++++ GIVEN TEXT

Don’t chase the curve ball down, but also don’t give up to that one we started at so your eyes can lie to you. And two, and those pictures, see, now Sam is getting good at this, right? Yes. Pitchers make a real art of making your eyes lie to you. Because they know you’re going to believe your eyes.
And, this would be, I would say somewhat controversial. At least if I threw it out on Twitter, I know I’d get hammered by people who know a lot more than I do. I’d I can’t hit, I couldn’t fall out of a boat and hit water. That’s, not the thing, but I would say early on and just make it fun.
Not make it a big. Would get this notion of, a certain amount of impulse control, because all through their, careers there, they got to trust their eyes. They believe in their eyes, but they got to know that sometimes they’re going to lie to them and they’re going to know it.
You’re going to realize it. The real point is to realize it before you’ve got that sword. It’s like sheaf your sword, this isn’t, and all we’re talking about is milliseconds. Even at little league speed, we’re only talking about a blink of the eye.
Yeah. And I think this is something that a lot of people don’t get.
I just finished reading a book called make numbers count by Chip Heath who also wrote with his brother made to stick and they give this great example of being nudged to, I think, to hear an example of, when you think about 90 mile per hour fastball, if you clap your hands fast, reasonably fast, four times in a second.
Okay. That the time it takes for 90 mile an hour pitch come out of the pitcher’s hands and into the catcher’s glove. You couldn’t even finish your second clap.
In the time. That you have to, make a swing decision, you couldn’t even initiate your first clap. You’d be partially there. And so I don’t think people can appreciate how much that takes. Of course we can optimize how fast we move. So how our, physical swing speed, but that window of decision-making and that impulse control that you’re talking about.
Seems to be that critical level between where we are now and where are we going to that next part? So let’s go in a slightly different direction because I know game sense uses the concept of, occlusion, right? Shown the video, and then it stops at a certain point.
But I also know that like guys like Robert Riggins and, several others are big fans of using eye patches covering up the different eyes when, people are hitting. We’ve seen videos of Trevor Bauer talking about it when he’s when he’s pitching a bullpen he’ll, go with one eye closed.
What’s, that about? What, are they actually doing?
That’s not really my area so much. Usually you have a cross-eyed dominance. So if you’re a right-handed. You’re going to have a dominant, left eye. And so you want that to have as your left eye, but not everybody’s 33% of the population or something is not one eye dominant.
So if you’re not front eye dominant it’s good to know which one you are. Cause if you’re not front dominant, then you probably one of those people that has to work on trying to get squared up to the pitcher. I don’t know if you need to be Galarraga that I’m going to date us. You remember Andrés Galarraga he’d stand like facing the pitcher.
So he probably was was a back eye, dominant guy. I mean there’s some, things like that. There’s there’s eye dominance.
So, those things can help just like working out any, other kind of muscle?
It’s another one of those things where the more so you get it measured.
If you know your back, eye dominance then make an adjustment because to to design your setup as a hitter, to really keep two eyes. Now, every pitcher, every coach will tell you, keep two eyes level on the pitcher. You actually try and do that and then trigger your swing. This is not a natural thing.

++++++++
++++ STORED RECORDS

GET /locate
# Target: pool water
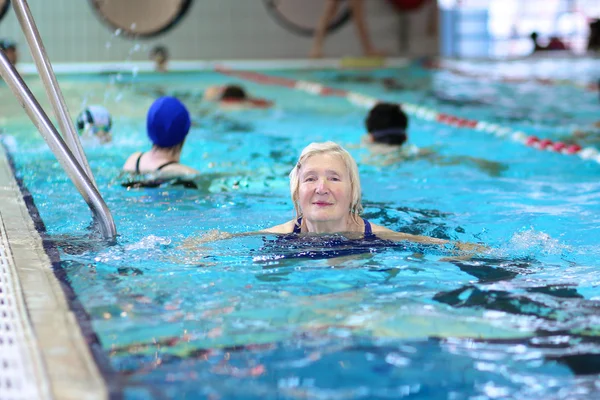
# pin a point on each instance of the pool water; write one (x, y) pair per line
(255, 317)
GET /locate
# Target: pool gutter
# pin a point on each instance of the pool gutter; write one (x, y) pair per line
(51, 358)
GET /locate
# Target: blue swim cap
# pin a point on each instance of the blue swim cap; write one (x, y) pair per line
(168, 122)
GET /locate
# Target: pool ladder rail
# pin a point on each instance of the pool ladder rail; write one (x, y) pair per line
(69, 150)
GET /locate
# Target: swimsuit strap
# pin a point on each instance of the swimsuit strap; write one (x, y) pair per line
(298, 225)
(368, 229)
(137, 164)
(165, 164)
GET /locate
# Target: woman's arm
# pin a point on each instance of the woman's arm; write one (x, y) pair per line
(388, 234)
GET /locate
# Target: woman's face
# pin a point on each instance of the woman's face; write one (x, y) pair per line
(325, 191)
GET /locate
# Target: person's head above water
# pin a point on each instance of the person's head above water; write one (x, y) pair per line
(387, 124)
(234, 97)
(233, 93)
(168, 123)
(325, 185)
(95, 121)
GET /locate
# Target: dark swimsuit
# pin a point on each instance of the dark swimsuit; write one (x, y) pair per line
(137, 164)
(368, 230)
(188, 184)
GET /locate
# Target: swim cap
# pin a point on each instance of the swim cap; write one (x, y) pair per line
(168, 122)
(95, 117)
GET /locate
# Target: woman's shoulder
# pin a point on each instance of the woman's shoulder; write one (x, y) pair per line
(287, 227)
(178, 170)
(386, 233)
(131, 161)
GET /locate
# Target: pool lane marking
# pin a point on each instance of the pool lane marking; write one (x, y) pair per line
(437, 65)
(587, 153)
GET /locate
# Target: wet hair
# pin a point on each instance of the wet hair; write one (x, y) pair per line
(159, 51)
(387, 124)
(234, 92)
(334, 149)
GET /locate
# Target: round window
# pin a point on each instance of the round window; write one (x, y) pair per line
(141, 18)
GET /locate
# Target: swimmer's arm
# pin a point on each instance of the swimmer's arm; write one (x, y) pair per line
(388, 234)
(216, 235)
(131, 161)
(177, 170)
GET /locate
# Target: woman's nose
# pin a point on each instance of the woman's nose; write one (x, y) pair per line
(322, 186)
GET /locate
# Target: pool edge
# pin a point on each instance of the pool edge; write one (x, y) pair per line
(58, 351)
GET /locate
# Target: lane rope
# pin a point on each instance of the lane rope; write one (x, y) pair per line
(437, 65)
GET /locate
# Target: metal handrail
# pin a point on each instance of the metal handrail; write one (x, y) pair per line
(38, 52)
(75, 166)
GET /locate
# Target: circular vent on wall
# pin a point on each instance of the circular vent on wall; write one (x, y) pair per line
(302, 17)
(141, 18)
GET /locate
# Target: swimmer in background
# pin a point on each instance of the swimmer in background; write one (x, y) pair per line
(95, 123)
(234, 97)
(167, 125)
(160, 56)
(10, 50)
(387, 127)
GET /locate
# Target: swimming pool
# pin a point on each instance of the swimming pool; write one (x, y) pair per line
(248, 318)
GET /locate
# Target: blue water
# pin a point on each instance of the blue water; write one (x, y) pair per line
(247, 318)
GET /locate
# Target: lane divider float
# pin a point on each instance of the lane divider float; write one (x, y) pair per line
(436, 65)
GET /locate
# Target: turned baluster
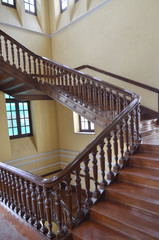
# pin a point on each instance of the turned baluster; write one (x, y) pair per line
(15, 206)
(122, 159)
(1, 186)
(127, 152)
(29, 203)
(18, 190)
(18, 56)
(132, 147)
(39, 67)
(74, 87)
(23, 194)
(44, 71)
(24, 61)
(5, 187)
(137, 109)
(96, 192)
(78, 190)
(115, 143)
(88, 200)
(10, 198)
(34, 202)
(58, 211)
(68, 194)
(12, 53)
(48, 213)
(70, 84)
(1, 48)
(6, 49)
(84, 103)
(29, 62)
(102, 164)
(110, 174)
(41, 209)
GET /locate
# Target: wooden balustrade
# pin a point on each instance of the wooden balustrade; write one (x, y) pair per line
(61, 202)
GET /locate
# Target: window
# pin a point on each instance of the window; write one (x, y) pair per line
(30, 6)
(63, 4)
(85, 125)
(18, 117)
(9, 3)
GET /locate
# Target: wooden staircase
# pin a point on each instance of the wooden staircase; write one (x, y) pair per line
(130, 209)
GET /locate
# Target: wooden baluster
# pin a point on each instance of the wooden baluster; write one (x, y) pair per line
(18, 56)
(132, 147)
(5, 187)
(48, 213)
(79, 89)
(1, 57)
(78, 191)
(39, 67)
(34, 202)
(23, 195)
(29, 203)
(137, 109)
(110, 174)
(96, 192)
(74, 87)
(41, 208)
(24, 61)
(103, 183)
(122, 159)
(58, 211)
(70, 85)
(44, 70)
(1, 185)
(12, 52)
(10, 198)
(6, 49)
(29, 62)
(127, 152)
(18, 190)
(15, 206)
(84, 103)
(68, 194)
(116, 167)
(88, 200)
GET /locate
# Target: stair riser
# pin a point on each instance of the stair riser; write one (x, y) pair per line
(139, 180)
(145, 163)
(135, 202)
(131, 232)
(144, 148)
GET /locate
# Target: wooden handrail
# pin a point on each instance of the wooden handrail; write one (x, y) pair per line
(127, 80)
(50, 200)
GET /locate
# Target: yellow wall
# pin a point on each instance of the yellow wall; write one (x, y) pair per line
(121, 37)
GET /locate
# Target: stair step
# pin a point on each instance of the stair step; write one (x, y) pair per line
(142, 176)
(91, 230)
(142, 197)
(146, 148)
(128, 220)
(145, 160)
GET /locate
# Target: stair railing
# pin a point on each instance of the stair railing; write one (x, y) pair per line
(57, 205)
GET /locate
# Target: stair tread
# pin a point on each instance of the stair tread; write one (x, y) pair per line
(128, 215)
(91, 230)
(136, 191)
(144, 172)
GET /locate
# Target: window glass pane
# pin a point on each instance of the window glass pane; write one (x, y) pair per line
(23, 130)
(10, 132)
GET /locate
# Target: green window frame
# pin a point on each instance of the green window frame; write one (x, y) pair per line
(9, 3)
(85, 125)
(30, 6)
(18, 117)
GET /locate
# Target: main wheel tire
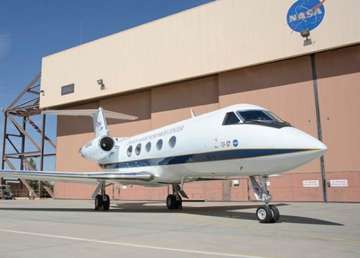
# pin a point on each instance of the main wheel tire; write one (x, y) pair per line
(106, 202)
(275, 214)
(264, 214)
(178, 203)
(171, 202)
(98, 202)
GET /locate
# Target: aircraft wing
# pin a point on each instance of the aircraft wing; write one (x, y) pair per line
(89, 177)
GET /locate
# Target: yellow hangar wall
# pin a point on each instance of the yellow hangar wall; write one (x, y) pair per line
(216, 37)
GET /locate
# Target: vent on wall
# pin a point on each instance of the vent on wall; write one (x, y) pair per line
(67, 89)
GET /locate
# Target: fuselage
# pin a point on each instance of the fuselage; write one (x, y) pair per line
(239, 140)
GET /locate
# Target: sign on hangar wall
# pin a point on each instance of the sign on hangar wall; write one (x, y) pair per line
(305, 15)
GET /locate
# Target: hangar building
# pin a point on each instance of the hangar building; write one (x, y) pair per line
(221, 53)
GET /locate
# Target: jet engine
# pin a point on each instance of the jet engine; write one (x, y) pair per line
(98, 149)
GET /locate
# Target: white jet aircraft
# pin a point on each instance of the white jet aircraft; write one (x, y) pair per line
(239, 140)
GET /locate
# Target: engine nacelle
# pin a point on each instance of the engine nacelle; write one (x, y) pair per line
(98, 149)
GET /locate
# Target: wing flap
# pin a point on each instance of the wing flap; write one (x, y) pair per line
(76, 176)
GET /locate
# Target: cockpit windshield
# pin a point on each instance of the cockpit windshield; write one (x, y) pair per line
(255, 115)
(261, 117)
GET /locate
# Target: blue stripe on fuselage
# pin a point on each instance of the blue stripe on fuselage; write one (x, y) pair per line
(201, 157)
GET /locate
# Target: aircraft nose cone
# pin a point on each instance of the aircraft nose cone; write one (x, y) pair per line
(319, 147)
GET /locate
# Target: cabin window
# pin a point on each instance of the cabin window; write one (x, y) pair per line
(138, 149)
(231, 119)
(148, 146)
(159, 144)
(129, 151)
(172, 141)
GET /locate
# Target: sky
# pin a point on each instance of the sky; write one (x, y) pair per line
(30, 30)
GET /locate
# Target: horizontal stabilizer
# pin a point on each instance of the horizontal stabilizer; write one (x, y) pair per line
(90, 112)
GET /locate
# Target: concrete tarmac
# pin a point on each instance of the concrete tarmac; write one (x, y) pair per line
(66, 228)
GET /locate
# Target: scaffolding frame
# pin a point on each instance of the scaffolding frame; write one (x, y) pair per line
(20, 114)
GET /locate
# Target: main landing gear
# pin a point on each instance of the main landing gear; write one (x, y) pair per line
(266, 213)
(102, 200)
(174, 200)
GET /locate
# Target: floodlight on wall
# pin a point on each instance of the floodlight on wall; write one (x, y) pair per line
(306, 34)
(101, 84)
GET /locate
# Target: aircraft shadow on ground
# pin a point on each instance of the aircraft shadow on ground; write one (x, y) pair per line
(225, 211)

++++++++

Rewrite the passage of the conversation about hitting starting at "Seems to be" and ending at "they actually doing?", using "blinders" in place of "eye patches".

Seems to be that critical level between where we are now and where are we going to that next part? So let’s go in a slightly different direction because I know game sense uses the concept of, occlusion, right? Shown the video, and then it stops at a certain point.
But I also know that like guys like Robert Riggins and, several others are big fans of using blinders covering up the different eyes when, people are hitting. We’ve seen videos of Trevor Bauer talking about it when he’s when he’s pitching a bullpen he’ll, go with one eye closed.
What’s, that about? What, are they actually doing?